▶ _MATERIAL FOR THE TASK_
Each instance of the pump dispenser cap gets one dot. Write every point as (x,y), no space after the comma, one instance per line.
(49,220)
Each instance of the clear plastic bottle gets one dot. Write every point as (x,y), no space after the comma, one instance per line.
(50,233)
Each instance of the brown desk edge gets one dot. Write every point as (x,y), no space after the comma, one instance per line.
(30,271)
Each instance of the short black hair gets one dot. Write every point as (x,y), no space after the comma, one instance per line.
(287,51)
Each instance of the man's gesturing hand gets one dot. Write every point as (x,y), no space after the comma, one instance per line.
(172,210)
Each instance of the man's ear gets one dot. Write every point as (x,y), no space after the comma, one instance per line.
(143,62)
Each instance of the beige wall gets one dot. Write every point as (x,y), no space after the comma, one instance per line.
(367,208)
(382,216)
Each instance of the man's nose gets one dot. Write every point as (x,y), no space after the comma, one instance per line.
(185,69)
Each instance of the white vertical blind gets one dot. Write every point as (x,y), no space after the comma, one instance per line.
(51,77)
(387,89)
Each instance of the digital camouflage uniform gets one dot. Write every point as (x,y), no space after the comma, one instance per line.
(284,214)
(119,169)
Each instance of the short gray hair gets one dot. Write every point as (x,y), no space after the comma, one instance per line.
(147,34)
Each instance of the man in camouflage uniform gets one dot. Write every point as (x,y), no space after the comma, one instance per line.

▶ _WHAT IS BEING ASKED_
Repeat each record in full; every line must match exactly.

▶ _RESPONSE BOX_
Each instance of the pump dispenser cap gets one dot. Write every point as (x,y), no space after the comma, one instance per line.
(49,220)
Each instance of the clear plastic bottle gets one dot. Write every point as (x,y), no space after the comma, one instance per line.
(50,233)
Each instance of the brown desk edge gets one dot. Write every point as (x,y), no space after the comma, one instance per line.
(30,271)
Each instance of the short black hair gets one dot. Write every point as (x,y), no space after the comma, one instance per line.
(287,51)
Each instance of the man's gesturing hand gets one dot. Write every point as (x,y), no space after the comma, one instance per line.
(172,210)
Each instance of the man's ear gets one dot. Write every point as (x,y), no space after the comma, one instance per line.
(143,62)
Each instance of the beige wall gets one dot. Write every point as (x,y), no space after the comma, one instance per line.
(367,208)
(382,216)
Each instance of the man's nose gets one dot. Write every point as (x,y), no space after the comma, one instance per line.
(185,69)
Each instance of the white vertical blind gets one dot. Write every point as (x,y), no space after the comma, one instance per line.
(51,77)
(387,89)
Each instance of the digital camouflage uniform gets one dot. Write every point as (x,y), no space after the comma, one instance per line.
(284,214)
(119,169)
Each instance of the short gray hair gets one dot. Write every point as (x,y), no space after the comma, one instance per line.
(147,34)
Each instance of the man in camouflage uniform gets one dot. Write every point as (x,y), no space after the comma, one instance per line.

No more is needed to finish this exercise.